▸ Document:
Friday, 9 March 2012

The Penguin Race

I recently bought this toy for Jessica and Reuben.


Well, Reuben is allowed to watch it. Only Jessica is allowed to touch the penguins and woe betide anyone else caught clutching one of them.

I don't know how long the penguin race has been around for. It must be decades. I remember desperately wanting one in the 1980s. Now, over twenty years later, my dream has been fulfilled. Dreams can come true people. At last, I share a house with racing penguins.

Sadly, my dream did not include the awful, awful squawking noise that the things makes. But still, dreams always come at a price. 'Be careful of the thing you want, you'll get it,' as my grandmother used to say darkly.

The penguins hop up the steps and then skedaddle, pell mell, down the slide. There are three penguins, red, blue and black.

Jessica has scratched away the eyes of our red penguin. Her initial chants of, "weeeeeeee" and "wait for me" have been replaced by a slightly more sinister version which consists of "no eyes, no eyes" when the red penguin mounts the stairs.

I don't know what poor old Mr. Red did to deserve this fate. Perhaps he looked at her funny? Got too cocky? We'll never know.

So he now hops and slides around in the dark.

And this tortuous metaphor is finally about to reach its conclusion. You may breathe a sigh of relief.

▸ Data listing:
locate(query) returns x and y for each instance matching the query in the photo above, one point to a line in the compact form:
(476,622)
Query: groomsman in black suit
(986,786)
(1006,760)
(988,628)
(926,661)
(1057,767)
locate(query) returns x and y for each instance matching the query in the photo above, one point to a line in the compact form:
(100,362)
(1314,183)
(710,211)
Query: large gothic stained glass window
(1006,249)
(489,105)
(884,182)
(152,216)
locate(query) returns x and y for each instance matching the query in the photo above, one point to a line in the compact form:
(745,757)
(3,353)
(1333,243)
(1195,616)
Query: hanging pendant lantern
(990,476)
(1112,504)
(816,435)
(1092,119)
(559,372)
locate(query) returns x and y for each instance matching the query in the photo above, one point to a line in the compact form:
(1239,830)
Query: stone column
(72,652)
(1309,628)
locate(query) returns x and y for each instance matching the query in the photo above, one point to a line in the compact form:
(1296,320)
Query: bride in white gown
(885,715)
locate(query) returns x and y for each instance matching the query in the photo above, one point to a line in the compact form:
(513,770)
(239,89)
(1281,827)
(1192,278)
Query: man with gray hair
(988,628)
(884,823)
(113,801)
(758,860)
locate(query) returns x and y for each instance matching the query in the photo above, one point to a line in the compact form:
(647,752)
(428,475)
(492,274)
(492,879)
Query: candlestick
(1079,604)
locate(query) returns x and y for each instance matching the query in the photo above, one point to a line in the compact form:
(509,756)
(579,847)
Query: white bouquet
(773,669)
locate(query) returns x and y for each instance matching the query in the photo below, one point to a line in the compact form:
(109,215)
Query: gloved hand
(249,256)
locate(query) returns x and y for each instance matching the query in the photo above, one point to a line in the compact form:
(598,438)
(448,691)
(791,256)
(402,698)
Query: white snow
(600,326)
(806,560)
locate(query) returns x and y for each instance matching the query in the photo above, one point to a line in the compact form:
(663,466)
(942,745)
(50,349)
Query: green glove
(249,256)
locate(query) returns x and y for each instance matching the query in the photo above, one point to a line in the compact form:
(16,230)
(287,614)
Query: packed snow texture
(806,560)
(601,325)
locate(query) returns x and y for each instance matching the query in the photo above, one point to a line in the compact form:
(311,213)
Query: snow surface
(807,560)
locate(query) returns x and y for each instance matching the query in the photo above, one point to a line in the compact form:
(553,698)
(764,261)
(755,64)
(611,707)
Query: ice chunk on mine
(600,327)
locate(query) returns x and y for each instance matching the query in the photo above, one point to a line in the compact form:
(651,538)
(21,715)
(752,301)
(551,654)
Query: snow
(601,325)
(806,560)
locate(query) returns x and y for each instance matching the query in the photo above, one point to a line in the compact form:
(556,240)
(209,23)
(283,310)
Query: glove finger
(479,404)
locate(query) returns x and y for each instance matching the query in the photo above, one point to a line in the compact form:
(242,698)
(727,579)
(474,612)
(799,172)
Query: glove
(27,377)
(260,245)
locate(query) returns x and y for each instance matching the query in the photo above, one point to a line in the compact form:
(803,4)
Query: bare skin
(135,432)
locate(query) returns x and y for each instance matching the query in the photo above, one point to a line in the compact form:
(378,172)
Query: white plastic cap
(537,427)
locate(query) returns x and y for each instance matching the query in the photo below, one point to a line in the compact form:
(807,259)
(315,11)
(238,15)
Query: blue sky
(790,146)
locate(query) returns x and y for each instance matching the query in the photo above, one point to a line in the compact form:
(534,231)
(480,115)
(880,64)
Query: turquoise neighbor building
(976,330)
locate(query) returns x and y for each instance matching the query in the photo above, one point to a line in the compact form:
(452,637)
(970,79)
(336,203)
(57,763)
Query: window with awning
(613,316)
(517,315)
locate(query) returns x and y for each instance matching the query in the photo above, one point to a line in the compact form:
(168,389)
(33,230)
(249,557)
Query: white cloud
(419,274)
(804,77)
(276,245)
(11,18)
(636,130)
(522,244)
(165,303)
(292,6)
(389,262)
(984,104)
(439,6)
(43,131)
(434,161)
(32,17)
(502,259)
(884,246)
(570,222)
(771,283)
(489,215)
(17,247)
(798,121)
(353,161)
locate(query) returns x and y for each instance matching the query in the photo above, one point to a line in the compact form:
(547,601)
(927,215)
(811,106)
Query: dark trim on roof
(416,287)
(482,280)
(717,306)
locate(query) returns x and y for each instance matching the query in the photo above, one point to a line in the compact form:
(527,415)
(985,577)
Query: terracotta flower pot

▸ Challenges:
1. Which colors of penguin does the penguin race post name? List all of them.
2. Answer these questions from the penguin race post:
(a) In which decade did the writer first want the toy?
(b) Who is allowed to touch the penguins?
(c) What did Jessica do to the red penguin?
3. Can you carry the penguin race post on from its final sentence?

▸ Task responses:
1. Red, blue, black

2.
(a) The 1980s
(b) Only Jessica
(c) She scratched away its eyes.

3.
I don't think my life is that different from the penguin race. I wish it could be more accurately represented by something elegant or charming. But . . . it feels somehow right that my life boils down to a cheap, plastic toy. That makes hideous squawking noises.

We can't all have grand lives. Some of us are just stuck being penguins in a eternal race that is never won or lost. We can't even change our position in the running order. We race. Until our batteries give out. And if we're lucky we get to keep the stickers that represent our eyes.

I have a feeling that me and Old No Eyes Red aren't that different. When I see him hopping and sliding gaily away, blindly, I have a pang of fellow feeling. Because I'm doing the same, hopping and sliding. Sometimes it's scary, sometimes it's plain boring and sometimes, just sometimes, it's exhilarating. To slide down into the dark, plummeting, wondering if something will change this time.

If we'll be snatched up and have our eyes have scratched off for instance? Like Mr. Red.

We might go whizzing down breathlessly expecting things, two babies for example. And something terrible and strange will happen and our expectations will be stretched and twisted. We'll get to the end of the race and we'll have only one. Or none at all.

But regardless, we'll soon be hopping up those stairs once again. There is no help for it. Because the race doesn't end at that point. Your eyes might be scratched off. Your baby might have died. But that darn penguin race, well, it simply doesn't care. Up you hop, once again.

Or perhaps, perhaps, something good will happen on this particular slide down?
I'm not going to rule it out. Not yet.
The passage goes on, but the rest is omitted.